- **Dataset entries**
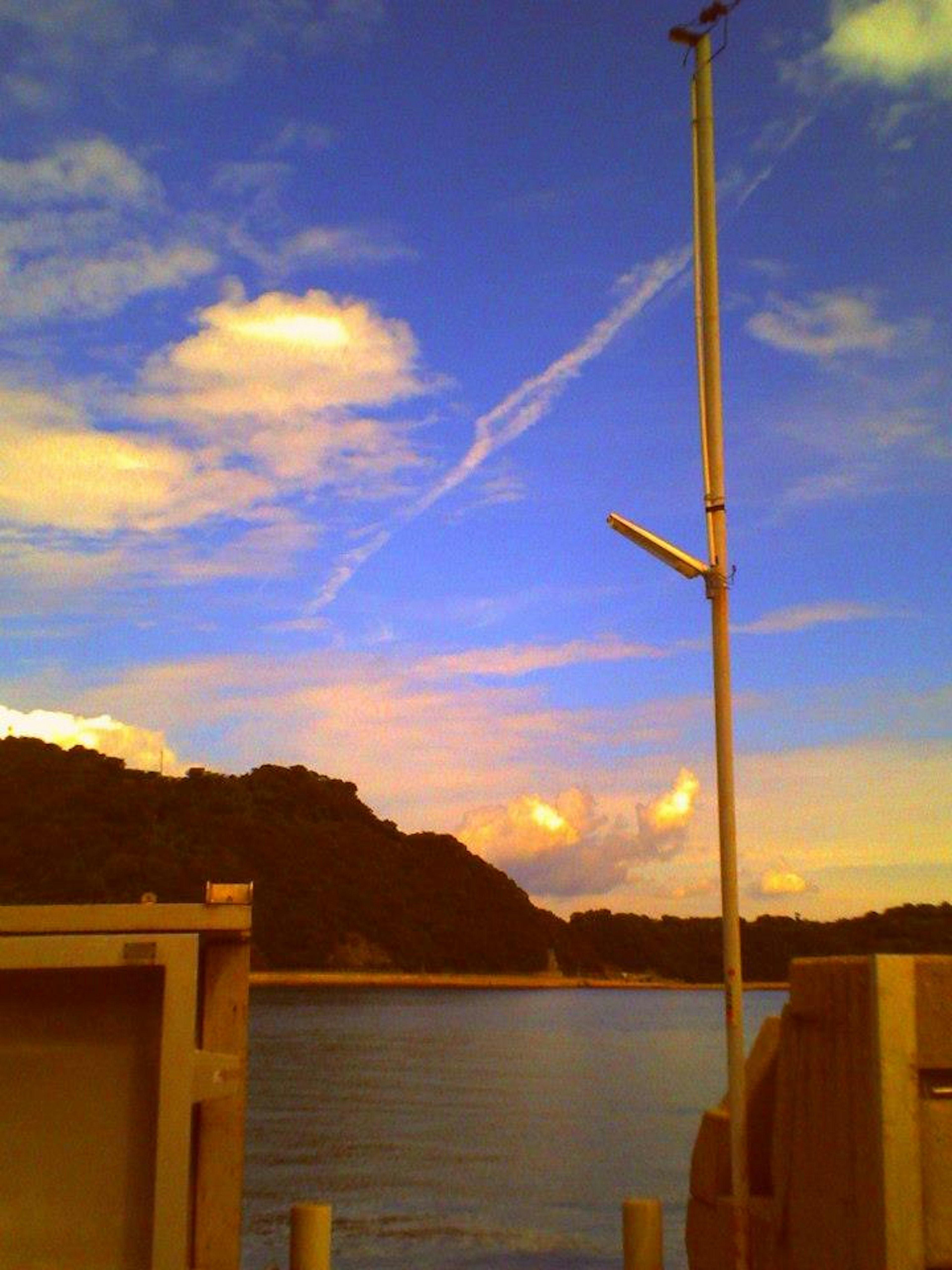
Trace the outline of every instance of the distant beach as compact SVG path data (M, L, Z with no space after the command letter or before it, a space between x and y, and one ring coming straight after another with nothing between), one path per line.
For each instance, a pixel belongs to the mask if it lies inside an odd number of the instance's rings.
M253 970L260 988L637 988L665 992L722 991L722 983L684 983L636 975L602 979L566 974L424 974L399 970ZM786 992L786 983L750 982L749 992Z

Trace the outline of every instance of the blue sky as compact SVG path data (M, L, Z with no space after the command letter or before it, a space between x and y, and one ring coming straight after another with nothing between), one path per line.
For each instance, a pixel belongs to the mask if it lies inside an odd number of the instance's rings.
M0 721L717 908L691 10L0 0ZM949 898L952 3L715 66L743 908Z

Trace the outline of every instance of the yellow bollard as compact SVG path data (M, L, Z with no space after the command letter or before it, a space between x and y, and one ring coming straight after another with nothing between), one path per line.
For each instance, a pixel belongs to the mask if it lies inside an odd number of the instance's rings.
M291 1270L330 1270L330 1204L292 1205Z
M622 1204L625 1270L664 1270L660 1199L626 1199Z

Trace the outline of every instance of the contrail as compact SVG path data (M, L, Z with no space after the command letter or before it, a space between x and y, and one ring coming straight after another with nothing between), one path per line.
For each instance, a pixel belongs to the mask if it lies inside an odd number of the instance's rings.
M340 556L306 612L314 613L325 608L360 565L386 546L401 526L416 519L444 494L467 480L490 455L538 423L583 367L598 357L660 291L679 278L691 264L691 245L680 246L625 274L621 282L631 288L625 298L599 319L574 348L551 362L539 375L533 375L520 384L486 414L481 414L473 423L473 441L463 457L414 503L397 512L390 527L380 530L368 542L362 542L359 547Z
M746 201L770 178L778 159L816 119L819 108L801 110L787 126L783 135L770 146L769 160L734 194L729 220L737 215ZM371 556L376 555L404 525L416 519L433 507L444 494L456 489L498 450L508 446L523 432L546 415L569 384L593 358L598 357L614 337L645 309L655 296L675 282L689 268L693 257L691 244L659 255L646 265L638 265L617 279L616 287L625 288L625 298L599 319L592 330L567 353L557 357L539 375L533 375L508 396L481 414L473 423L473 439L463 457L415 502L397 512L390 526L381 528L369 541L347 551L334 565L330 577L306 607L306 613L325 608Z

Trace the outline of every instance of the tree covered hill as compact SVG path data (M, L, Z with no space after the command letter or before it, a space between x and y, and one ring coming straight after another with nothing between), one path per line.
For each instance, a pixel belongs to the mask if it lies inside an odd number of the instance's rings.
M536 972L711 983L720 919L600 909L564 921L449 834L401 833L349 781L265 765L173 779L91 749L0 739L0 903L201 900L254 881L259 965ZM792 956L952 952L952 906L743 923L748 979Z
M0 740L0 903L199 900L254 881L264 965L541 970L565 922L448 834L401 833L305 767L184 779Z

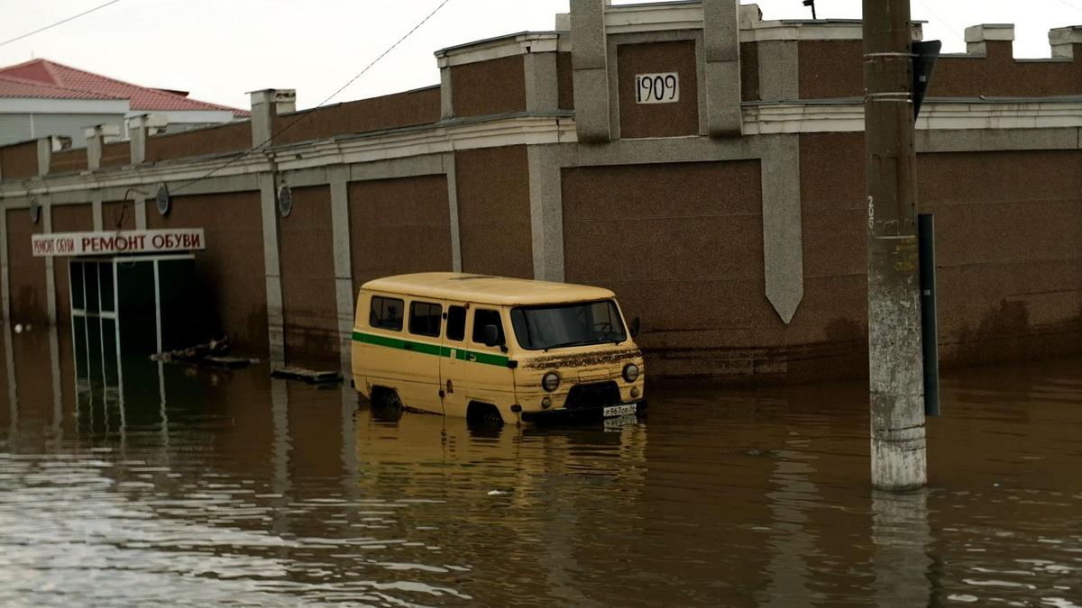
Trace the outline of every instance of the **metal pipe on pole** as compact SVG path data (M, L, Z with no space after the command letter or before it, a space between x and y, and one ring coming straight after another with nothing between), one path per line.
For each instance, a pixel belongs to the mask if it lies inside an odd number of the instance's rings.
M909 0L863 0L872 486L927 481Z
...
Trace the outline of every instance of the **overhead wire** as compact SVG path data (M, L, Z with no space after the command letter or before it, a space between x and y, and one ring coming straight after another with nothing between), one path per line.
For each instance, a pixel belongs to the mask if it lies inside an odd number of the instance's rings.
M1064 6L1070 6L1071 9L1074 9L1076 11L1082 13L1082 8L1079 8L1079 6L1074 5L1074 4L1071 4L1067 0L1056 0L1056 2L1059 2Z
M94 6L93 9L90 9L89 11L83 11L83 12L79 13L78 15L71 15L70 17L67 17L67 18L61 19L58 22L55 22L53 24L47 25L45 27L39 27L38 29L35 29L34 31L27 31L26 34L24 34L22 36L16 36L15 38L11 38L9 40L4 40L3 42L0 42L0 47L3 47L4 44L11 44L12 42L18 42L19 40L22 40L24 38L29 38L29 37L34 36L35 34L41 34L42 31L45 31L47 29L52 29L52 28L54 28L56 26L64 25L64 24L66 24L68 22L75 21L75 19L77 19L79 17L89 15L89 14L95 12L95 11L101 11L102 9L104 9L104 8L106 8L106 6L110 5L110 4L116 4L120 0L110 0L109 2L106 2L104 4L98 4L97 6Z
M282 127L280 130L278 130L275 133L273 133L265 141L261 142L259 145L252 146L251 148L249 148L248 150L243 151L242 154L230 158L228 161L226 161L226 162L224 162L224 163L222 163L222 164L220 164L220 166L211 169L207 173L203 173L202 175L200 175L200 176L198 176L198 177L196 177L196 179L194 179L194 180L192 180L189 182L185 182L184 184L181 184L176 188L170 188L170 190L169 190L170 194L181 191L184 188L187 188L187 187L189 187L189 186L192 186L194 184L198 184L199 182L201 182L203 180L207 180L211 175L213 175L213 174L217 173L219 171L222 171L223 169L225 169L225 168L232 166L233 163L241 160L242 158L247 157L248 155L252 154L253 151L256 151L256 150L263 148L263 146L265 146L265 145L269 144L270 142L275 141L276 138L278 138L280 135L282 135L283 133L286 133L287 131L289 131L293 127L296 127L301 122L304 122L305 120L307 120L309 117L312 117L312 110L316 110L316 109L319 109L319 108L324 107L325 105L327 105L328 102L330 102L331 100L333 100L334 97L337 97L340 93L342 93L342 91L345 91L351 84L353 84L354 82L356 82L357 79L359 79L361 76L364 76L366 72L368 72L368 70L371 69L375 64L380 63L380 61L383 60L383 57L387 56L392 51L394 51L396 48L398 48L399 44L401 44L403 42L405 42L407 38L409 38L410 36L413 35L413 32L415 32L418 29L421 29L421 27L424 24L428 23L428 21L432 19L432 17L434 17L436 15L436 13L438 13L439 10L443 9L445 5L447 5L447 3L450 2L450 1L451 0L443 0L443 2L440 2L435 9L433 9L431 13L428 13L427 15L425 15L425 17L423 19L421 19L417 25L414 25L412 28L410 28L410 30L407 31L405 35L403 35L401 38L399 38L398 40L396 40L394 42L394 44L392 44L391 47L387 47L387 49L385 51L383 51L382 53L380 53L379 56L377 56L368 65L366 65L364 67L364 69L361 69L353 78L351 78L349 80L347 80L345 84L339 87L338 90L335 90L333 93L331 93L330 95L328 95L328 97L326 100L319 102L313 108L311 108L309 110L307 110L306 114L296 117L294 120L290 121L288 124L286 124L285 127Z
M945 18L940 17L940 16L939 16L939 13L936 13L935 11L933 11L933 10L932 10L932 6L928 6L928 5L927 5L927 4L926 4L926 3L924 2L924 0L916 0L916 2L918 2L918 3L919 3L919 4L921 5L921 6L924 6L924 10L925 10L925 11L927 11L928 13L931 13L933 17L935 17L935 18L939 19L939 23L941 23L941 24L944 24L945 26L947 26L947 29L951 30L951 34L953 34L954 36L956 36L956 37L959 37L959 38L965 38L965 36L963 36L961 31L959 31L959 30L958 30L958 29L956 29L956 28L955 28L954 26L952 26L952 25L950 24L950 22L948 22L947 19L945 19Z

- **Goal**
Rewrite only the records starting at the line containing "Trace the outline of every instance of the distant" and ending at the line containing "M0 721L717 908L691", with "compact" changed to "condensed" and everything else left unchanged.

- **Output of the task**
Trace the outline of every instance of the distant beach as condensed SVG path data (M, L, Z with no space after the command letter or before it, a space between x and y, and one ring coming straight after another with nothing between), one path per line.
For each instance, a pixel belongs to the mask if it lies inside an odd number of the instance's rings.
M253 970L260 988L637 988L665 992L722 991L722 983L684 983L636 975L602 979L566 974L424 974L399 970ZM786 992L786 983L750 982L749 992Z

Trace the outline of every instance of the blue sky as condensed SVG path data (M, L, Z with no space after the command letter or before it, a space between x and y, and one ring coming straight after another with nothing between), one path per line.
For each instance, a pixel belongs to the mask if it lies inside an odd number of the instance's rings.
M0 721L717 908L691 10L0 0ZM949 898L952 3L715 66L743 908Z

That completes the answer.